### YOUR TASK
Would you restate each entry word for word, omitting the pictures?

Saved entries
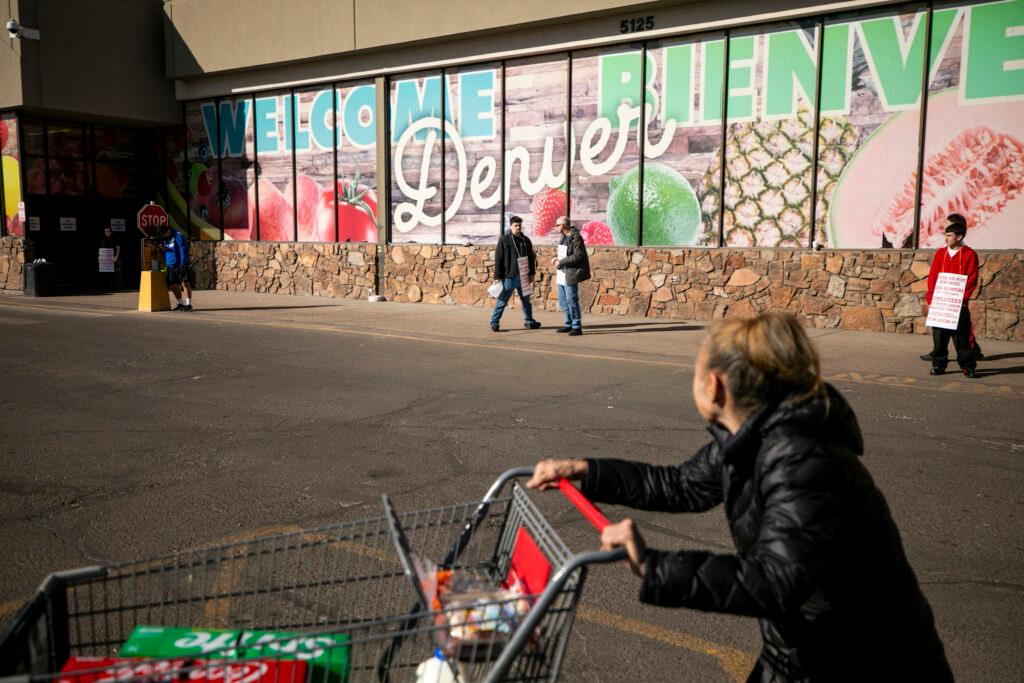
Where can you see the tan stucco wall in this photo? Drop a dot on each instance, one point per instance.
(218, 35)
(10, 61)
(402, 35)
(97, 58)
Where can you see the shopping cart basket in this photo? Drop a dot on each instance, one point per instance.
(340, 589)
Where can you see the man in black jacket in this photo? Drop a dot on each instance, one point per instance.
(514, 250)
(573, 267)
(818, 558)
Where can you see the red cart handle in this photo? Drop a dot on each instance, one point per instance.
(588, 509)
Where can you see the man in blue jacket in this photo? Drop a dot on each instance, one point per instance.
(175, 248)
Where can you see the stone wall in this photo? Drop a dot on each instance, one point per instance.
(11, 263)
(880, 291)
(338, 270)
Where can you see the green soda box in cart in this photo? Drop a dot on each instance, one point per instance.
(326, 655)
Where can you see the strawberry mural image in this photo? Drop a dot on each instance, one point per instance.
(547, 206)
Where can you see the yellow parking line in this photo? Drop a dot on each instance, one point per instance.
(737, 664)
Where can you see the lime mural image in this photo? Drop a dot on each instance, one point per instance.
(683, 142)
(11, 174)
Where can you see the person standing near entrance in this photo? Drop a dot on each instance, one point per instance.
(175, 248)
(961, 259)
(109, 241)
(515, 266)
(573, 267)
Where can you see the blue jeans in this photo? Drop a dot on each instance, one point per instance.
(568, 301)
(511, 285)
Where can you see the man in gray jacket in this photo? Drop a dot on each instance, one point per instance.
(574, 266)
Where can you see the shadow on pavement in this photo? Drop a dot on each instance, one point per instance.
(587, 330)
(1004, 356)
(608, 326)
(988, 372)
(323, 305)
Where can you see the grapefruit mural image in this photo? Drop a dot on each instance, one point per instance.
(972, 167)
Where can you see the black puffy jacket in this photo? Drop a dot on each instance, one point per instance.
(818, 558)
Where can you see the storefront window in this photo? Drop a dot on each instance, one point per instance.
(236, 198)
(536, 159)
(770, 136)
(974, 140)
(416, 157)
(605, 179)
(274, 139)
(682, 186)
(314, 160)
(355, 193)
(868, 140)
(203, 171)
(11, 174)
(473, 155)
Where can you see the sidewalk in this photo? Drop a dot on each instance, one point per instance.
(873, 357)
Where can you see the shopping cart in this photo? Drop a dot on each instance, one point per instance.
(342, 588)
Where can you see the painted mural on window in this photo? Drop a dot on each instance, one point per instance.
(974, 141)
(11, 168)
(682, 173)
(203, 174)
(472, 156)
(416, 158)
(355, 189)
(536, 150)
(860, 190)
(604, 182)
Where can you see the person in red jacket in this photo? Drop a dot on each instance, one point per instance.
(961, 259)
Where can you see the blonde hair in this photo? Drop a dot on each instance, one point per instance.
(765, 359)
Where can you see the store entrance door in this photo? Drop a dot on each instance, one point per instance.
(70, 235)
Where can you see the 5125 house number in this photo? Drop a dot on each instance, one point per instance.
(636, 24)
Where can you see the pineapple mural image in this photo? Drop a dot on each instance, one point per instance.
(767, 194)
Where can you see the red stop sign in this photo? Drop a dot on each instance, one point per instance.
(152, 218)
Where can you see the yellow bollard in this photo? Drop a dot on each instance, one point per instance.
(153, 291)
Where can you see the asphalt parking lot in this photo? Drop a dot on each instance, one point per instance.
(126, 435)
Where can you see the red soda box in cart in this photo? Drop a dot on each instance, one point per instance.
(114, 669)
(181, 671)
(252, 671)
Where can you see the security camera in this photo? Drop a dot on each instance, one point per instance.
(15, 30)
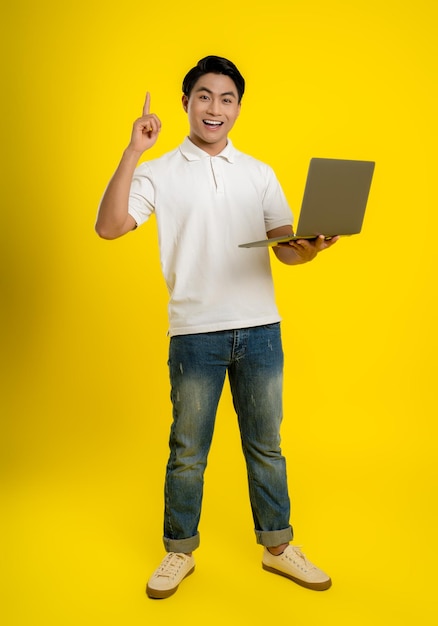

### THE ANSWER
Where can you see the tan stucco wall in this photo? Drop a dot on each instance, one point per instance.
(218, 35)
(10, 61)
(402, 35)
(97, 58)
Where can you see the shopping cart basket in this photo? Drop a dot on each instance, one point per instance.
(340, 589)
Where can you see the man in black jacket in this photo? Drop a dot on each instance, one point per instance.
(514, 250)
(573, 267)
(818, 558)
Where can you see the red cart handle in this photo? Drop a dot on each instance, one point per instance.
(588, 509)
Where can you see the man in blue jacket in this photo? Drop a dot on each instance, one point per instance.
(175, 248)
Where can you see the stone wall in this photo? Drop a dot on each instance, one point per instance.
(11, 263)
(880, 291)
(338, 270)
Where can you see the green soda box in cart in this photo? Drop a dot on each instance, one point per instance.
(326, 655)
Where can you see the strawberry mural image in this photo? Drop a dot on each instance, one point per instance.
(547, 206)
Where can you see the yellow parking line in this photo? Drop a dot on each instance, one point per instance.
(737, 664)
Where can you see the lime mural image in this photo? Drop a dot on each instance, one point per instance.
(683, 142)
(11, 174)
Where can you see the person standing near entrance in this photo? Drop a dot on each instance, one point per instance.
(175, 248)
(961, 259)
(109, 241)
(515, 266)
(573, 267)
Where can you see the blue jeans in this photo? Drop a dot on each instance, one point per instance.
(568, 301)
(511, 285)
Where can you see the man in gray jacket in this photo? Drop a dot on each instance, one point per instance.
(574, 266)
Where can you see the shadow on pavement in this photo? Drop a dot on each instance, one point per instance.
(587, 330)
(1004, 356)
(608, 326)
(988, 372)
(323, 305)
Where can you see the grapefruit mural image in this photo? Drop a dot on each instance, one point per instance.
(972, 167)
Where can you see the black puffy jacket in this photo? Drop a dot on each instance, one point per instance.
(818, 558)
Where can you see the storefront window in this photo? Drop a dot on each instance, one point per instance.
(236, 198)
(536, 159)
(770, 136)
(974, 140)
(416, 157)
(605, 179)
(274, 139)
(682, 186)
(314, 160)
(355, 193)
(868, 140)
(203, 171)
(11, 174)
(473, 155)
Where can you see the sidewalk in this photo? Drop a dot on each instance, one point per instance.
(873, 357)
Where can you see the shopping cart in this photo? Drop a dot on each instance, one point per instance.
(342, 588)
Where can you see the painted mural on window in this photo? Drop a dot on each instance, one point per instance.
(974, 141)
(11, 168)
(682, 173)
(203, 174)
(472, 156)
(416, 158)
(355, 189)
(536, 150)
(860, 190)
(604, 182)
Where can you see the person in red jacket in this photo? Drop a dot on each instance, one point per instance.
(961, 259)
Where can you see the blonde hair in this photo? Drop a dot on each instance, one point per instance.
(765, 359)
Where can you see the store entrance door in this photo? Drop a dot on each instance, one point per instance.
(70, 235)
Where can you see the 5125 house number in this photo? Drop a dot on each instance, one point per instance.
(636, 24)
Where can you see the pineapple mural image in this photo? Drop a dot on each instance, one point per instance.
(767, 194)
Where can you see the red stop sign in this photo? Drop a dot on each instance, one point per instance.
(152, 218)
Where can you see the yellow bollard in this photo? Drop a dot on each instance, one point per instance.
(153, 291)
Where can you see the asphalt parking lot in this photo? Drop a dot on each instance, one point per instance.
(126, 435)
Where can you see the red soda box in cart in this photo? Drop a dot on each instance, one point per instance.
(114, 669)
(181, 671)
(252, 671)
Where can you see the security camera in this photo? Drop a dot on each instance, one point per instance.
(15, 30)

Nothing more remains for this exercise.